§ Task statement: Return, word for word, the lines of the listing below that start at the line containing "Point to the line" and end with the line containing "[(366, 49)]". Include both of those lines.

§ Task input:
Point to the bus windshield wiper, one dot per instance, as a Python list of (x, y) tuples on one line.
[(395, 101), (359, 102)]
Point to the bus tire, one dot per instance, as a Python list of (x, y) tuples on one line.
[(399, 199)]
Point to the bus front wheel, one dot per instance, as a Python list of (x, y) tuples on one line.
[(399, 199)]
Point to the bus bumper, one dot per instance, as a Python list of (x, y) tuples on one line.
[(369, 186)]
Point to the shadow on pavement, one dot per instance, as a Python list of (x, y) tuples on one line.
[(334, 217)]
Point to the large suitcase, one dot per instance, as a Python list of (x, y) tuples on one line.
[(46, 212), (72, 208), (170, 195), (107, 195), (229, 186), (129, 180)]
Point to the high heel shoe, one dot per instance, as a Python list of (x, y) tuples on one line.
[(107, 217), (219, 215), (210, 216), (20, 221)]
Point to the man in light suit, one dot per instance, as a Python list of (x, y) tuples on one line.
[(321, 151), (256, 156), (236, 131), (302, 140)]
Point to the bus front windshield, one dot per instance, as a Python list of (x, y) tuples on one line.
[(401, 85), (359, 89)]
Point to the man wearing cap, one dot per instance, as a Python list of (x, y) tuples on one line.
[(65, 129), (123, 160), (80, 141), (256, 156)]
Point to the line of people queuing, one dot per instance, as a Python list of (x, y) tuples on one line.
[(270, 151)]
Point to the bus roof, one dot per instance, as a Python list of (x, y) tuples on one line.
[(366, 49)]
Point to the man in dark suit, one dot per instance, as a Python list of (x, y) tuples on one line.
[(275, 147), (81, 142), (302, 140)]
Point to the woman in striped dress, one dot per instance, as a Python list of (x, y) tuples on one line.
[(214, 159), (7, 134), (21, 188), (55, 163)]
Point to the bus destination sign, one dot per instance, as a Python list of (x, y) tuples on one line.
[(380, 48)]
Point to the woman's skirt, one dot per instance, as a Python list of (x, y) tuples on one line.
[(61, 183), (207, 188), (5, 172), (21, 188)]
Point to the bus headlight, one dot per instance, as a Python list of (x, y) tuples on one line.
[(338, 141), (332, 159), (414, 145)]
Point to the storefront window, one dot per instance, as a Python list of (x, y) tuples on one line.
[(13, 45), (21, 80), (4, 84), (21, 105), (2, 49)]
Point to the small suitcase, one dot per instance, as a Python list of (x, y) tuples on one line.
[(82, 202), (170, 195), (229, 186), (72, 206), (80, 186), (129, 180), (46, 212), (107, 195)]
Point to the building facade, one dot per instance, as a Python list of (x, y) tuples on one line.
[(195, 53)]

§ Solution for this exercise:
Point to the line of people queuing, one dot per instance, as a Python list of (x, y) tuples on one line.
[(270, 151)]
Point to the bus roof, one dot per instance, as a Python list of (x, y) tuples on one line.
[(366, 49)]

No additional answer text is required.